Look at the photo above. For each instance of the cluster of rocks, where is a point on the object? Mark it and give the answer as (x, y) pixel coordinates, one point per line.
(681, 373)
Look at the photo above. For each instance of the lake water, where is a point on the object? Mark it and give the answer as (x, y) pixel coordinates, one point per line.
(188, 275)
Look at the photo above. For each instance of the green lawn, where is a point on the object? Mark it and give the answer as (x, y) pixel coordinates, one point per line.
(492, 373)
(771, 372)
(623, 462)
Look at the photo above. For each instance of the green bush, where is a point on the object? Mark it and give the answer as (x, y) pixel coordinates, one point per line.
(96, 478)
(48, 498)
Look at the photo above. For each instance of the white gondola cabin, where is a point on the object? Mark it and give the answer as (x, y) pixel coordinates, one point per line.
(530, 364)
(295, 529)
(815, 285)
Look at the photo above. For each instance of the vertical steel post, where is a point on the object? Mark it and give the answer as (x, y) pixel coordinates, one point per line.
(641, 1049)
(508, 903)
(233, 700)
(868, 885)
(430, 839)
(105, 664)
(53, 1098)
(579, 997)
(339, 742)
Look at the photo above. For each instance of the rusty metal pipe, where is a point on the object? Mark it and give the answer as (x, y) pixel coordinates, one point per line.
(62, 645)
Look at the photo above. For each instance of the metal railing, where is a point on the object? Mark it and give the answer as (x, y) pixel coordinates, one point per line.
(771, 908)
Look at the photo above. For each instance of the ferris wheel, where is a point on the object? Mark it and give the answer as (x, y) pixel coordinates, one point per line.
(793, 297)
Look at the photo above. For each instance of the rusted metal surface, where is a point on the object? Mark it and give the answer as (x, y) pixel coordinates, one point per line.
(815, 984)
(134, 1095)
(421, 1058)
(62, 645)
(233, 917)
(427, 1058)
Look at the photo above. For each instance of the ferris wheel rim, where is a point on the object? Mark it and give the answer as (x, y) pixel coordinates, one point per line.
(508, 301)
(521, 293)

::::::::

- EXERCISE -
Exactly and only the lines from the line containing "ferris wheel, where" through the final line of the records above must be returned.

- EXERCISE SOLUTION -
Look at the photo above. For each instance of the ferris wheel, where is a point on the object? Mark it and give the answer as (x, y) pixel coordinates, one point per line.
(793, 297)
Look at the photo above. For each instance of the rusted metal surface, where is a point on the object? Mark it and give the answer as (x, y) pixel coordinates, one point per line.
(815, 984)
(134, 1095)
(421, 1058)
(62, 645)
(233, 917)
(427, 1058)
Look at the photo above. For each instance of the ferris wheel rim, where is a point on the object? Mark it and give the answer as (x, y) pixel coordinates, one point per line.
(508, 301)
(521, 293)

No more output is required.